**EXERCISE DESCRIPTION:**
Please output the data exactly, without omitting anything.

BEGIN

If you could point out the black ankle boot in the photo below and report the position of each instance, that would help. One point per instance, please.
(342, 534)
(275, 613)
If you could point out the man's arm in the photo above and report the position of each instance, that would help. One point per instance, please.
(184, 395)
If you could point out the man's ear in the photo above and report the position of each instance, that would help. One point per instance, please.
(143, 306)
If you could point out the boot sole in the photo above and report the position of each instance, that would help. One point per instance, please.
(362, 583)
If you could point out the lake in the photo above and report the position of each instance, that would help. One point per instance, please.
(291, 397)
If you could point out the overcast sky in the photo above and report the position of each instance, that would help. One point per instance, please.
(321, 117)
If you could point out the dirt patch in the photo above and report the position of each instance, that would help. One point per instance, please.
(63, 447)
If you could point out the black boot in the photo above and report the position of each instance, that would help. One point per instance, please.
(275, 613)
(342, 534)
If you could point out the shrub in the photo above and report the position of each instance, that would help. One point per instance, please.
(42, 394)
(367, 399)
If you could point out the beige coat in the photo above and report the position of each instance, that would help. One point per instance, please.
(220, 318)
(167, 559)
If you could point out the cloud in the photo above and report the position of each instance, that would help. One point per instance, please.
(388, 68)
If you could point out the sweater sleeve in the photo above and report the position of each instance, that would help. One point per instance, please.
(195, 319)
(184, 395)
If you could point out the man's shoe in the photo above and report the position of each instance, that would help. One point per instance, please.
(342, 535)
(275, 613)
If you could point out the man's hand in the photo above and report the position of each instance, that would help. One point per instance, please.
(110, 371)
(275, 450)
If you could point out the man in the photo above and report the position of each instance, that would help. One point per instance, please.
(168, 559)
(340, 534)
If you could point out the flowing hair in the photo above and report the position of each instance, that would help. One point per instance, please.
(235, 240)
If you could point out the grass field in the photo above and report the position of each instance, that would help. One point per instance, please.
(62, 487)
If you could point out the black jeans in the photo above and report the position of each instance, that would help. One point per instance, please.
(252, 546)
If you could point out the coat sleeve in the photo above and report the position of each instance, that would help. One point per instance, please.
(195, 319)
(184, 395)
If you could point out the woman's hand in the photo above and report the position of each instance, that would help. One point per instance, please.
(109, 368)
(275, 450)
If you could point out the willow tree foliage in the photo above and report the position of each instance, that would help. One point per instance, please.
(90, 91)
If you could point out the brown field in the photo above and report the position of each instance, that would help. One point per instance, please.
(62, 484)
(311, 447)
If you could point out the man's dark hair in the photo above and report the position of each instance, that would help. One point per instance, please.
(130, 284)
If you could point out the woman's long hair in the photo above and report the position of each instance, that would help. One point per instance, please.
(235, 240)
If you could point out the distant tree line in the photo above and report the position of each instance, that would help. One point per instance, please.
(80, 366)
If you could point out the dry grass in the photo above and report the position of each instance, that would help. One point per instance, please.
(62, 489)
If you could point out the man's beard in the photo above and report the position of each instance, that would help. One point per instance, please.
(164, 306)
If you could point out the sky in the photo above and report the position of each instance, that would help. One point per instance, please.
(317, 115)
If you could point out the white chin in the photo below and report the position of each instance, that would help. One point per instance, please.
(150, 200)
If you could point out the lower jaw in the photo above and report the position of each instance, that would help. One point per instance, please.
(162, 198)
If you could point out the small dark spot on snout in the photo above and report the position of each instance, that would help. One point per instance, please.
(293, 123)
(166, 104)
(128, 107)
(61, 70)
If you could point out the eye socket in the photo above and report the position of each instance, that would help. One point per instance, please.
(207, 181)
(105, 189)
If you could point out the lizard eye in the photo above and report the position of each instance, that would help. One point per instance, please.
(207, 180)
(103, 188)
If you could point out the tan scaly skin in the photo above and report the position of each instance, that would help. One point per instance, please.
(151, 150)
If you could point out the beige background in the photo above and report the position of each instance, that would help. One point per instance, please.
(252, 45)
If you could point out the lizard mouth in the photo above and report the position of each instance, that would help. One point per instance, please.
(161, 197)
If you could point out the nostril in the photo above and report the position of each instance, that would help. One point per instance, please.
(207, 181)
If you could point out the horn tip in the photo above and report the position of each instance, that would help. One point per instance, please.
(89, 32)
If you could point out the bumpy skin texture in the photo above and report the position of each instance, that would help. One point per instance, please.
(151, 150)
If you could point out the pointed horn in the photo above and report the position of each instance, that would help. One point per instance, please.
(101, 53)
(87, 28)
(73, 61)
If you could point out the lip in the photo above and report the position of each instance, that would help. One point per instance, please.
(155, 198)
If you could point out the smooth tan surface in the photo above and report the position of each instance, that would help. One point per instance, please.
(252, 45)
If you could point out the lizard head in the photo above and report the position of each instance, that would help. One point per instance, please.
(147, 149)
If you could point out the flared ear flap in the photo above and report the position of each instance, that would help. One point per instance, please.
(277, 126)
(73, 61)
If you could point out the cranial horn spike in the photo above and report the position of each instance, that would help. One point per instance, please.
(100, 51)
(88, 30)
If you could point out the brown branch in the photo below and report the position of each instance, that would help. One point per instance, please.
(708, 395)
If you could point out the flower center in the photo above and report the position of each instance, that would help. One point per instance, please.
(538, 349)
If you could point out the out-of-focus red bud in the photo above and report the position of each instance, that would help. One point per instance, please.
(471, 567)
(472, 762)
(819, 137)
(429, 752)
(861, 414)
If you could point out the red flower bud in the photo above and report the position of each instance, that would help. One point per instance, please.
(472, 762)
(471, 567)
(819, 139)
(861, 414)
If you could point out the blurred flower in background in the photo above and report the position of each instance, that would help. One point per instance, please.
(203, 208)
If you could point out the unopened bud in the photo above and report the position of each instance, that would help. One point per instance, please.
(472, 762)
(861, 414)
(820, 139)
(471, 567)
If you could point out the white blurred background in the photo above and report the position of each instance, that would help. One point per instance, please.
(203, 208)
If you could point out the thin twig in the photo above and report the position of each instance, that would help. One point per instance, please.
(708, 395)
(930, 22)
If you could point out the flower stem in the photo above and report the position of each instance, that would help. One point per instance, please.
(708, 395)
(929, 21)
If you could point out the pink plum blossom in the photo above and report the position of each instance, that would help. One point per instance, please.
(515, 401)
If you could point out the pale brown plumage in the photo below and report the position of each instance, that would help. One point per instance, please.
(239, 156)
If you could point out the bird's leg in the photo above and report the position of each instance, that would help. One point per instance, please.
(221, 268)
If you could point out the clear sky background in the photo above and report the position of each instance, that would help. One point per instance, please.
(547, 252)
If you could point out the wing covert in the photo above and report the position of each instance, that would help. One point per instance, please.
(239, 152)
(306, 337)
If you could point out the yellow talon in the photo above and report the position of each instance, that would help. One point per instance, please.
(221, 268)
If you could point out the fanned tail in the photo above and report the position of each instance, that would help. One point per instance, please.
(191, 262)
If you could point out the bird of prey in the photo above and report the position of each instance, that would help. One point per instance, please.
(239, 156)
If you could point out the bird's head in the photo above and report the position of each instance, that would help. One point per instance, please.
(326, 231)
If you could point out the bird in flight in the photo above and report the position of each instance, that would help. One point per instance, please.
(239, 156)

END

**TASK RESPONSE:**
If you could point out the black ankle boot in the photo below and report the position of each instance, that would help. One point per instance, please.
(342, 534)
(275, 613)
If you could point out the man's arm in the photo above and report the position of each instance, that would help. One point per instance, please.
(184, 395)
If you could point out the man's ear in the photo above and report the position of each instance, that would help. One point per instance, please.
(143, 306)
If you could point out the boot sole in the photo above and report the position of each instance, that would help. One point per instance, please.
(362, 583)
If you could point out the lake in the photo above and report the position of each instance, that would help. One point per instance, please.
(291, 397)
If you could point out the overcast sky in the photo above and report the position of each instance, that would help. One point per instance, please.
(321, 117)
If you could point out the dirt patch in the photo above and report the position of each instance, that would help. One point per instance, please.
(63, 447)
If you could point out the black boot in the photo above and report the position of each instance, that would help. One point per instance, please.
(275, 613)
(342, 534)
If you could point out the shrub in the photo above and report the position of each instance, that would help. One point per instance, please.
(42, 394)
(367, 399)
If you could point out the beige coat in the photo above and report the position of each instance, that would help. One point per instance, please.
(220, 318)
(167, 559)
If you could point out the cloud in the photo above and report the position of each instance, that would help. One point per instance, please.
(388, 68)
If you could point out the sweater sleeve in the photo above and report the position of each instance, that would help. One point per instance, please.
(195, 319)
(184, 395)
If you could point out the man's shoe in the photo above and report the position of each instance, that would help. One point per instance, please.
(342, 535)
(275, 613)
If you could point out the man's hand in the photo above and report the position of each instance, that would help. One point per instance, please.
(110, 371)
(275, 450)
If you could point out the man in the photo above and report the position of each instance, that would help. One point per instance, please.
(168, 559)
(340, 534)
If you could point out the flowing hair in the photo above and report the position of each instance, that would help. One point per instance, please.
(235, 240)
If you could point out the grass field in the photo above and report the position of each instance, that would help. One point per instance, please.
(62, 487)
If you could point out the black jeans in the photo above and report the position of each instance, that would help. One point per instance, please.
(252, 546)
If you could point out the coat sleeve in the photo above and report the position of each instance, that would help. One point per instance, please.
(195, 319)
(184, 395)
If you could point out the woman's hand in the photo above and report the position of each instance, that would help. One point per instance, please.
(109, 368)
(275, 450)
If you could point out the willow tree foliage in the photo above and report the position of each instance, that would help. One point per instance, please.
(90, 91)
If you could point out the brown field in the photo above and report the position of each instance, that would help. One point per instance, please.
(62, 484)
(311, 447)
If you could point out the man's dark hair in the photo above and report the position of each instance, that would help. One point per instance, please.
(130, 284)
If you could point out the woman's long hair in the photo above and report the position of each instance, that would help. One point per instance, please.
(235, 240)
If you could point out the distant tree line in the photo above and report the position of each instance, that would help. One point per instance, please.
(80, 366)
If you could point out the dry grass in the photo above and report the position of each instance, that would help. One point per instance, please.
(62, 489)
If you could point out the man's beard in the photo above and report the position of each instance, that would help. One point per instance, please.
(164, 306)
If you could point out the sky in the photo above and report the position of each instance, that would help. One point per instance, please.
(317, 115)
If you could point out the white chin in the photo below and report the position of each instance, that would help. One point per instance, please.
(150, 200)
If you could point out the lower jaw in the photo above and report the position of each instance, that would help. One point per instance, please.
(162, 198)
If you could point out the small dark spot on snout in the photo above and report the position of each instance, that would help. One point per instance, please.
(293, 123)
(166, 104)
(128, 107)
(61, 70)
If you could point out the eye socket in the photo above and report the position of each instance, that would help. One point per instance, please.
(207, 181)
(105, 189)
If you could point out the lizard eye in the photo above and report the position of each instance, that would help. One point per instance, please.
(207, 180)
(103, 188)
If you could point out the tan scaly skin in the photo above and report the position of each instance, that would help. One point per instance, please.
(151, 150)
If you could point out the beige background in the photo above and report the position of each instance, that would help. One point per instance, please.
(252, 45)
If you could point out the lizard mouth in the photo above and report the position of each instance, that would help. One point per instance, please.
(161, 197)
If you could point out the nostril in the photo above and report the position of each instance, that would help. One point per instance, please.
(207, 181)
If you could point out the horn tip in the photo above and report the position of each instance, that would help. One point per instance, please.
(89, 32)
If you could point out the bumpy skin texture in the photo above and report the position of each instance, that would help. One point per instance, please.
(151, 150)
If you could point out the pointed horn in the photo above and report the position of each instance, that would help. One point per instance, please.
(101, 53)
(87, 28)
(73, 61)
If you could point out the lip in the photo above and report the position of each instance, that would help. One point per instance, please.
(155, 198)
If you could point out the smooth tan surface in the photo above and report the position of each instance, that would help. One point per instance, please.
(252, 45)
If you could point out the lizard head in the photo above and report the position of each instance, that would help. One point per instance, please.
(147, 149)
If you could point out the flared ear flap in the photo above and report the position of each instance, that would help. One point per instance, please.
(277, 126)
(73, 61)
If you could point out the cranial horn spike in the photo above and report the position of each instance, that would help. One point per instance, please.
(100, 51)
(88, 30)
If you could point out the brown branch in the photo below and report the position of each instance, that would help. One point per instance, please.
(708, 395)
If you could point out the flower center in the photo above and report the position of each instance, that would help. One point per instance, please.
(538, 349)
If you could point out the out-of-focus red bud in the photo above and report the position of each instance, that would help. One point per instance, please.
(471, 567)
(472, 762)
(819, 137)
(429, 752)
(861, 414)
If you could point out the red flower bud in the photo above and report the position of each instance, that would help. One point per instance, please.
(472, 762)
(471, 567)
(819, 139)
(861, 414)
If you could point out the blurred flower in background in the photo above and report the position of each instance, that would help. One point per instance, please.
(203, 208)
If you could point out the unopened bud in the photo above and report the position of each instance, that would help. One point per instance, please.
(472, 762)
(861, 414)
(820, 139)
(471, 567)
If you could point out the white blurred background in the photo above and report the position of each instance, that would help. One point per instance, please.
(203, 208)
If you could point out the thin twig in the photo above and report the position of each instance, that would help. One point per instance, please.
(708, 395)
(930, 22)
If you could point out the flower stem in the photo above and report the position of each instance, that would help. One point per instance, please.
(708, 395)
(929, 21)
If you could point out the pink plum blossom in the photo above and report the position of each instance, that would help. One point per instance, please.
(515, 401)
If you could point out the pale brown plumage in the photo below and report the position of each instance, that would help. One point per instance, please.
(239, 156)
If you could point out the bird's leg in the photo above and report the position of each instance, that would help. One point per instance, please.
(221, 268)
If you could point out the clear sky background in the photo above and report the position of each instance, that would help. One point per instance, please.
(547, 252)
If you could point out the wing covert in the photo above and report the position of each instance, that would help. One point per instance, please.
(239, 152)
(306, 337)
If you could point out the yellow talon in the photo above and report the position of each instance, that would help. One point per instance, please.
(221, 268)
If you could point out the fanned tail in the photo above and report the position of each instance, that would help. One point per instance, please.
(191, 262)
If you could point out the bird of prey in the photo above and report the position of each instance, that would help. One point per instance, please.
(239, 156)
If you could point out the bird's head in the photo above and report the position of each instance, that would help. One point per instance, please.
(326, 231)
If you could point out the bird in flight in the photo above and report the position of each instance, that would help. One point per instance, please.
(239, 156)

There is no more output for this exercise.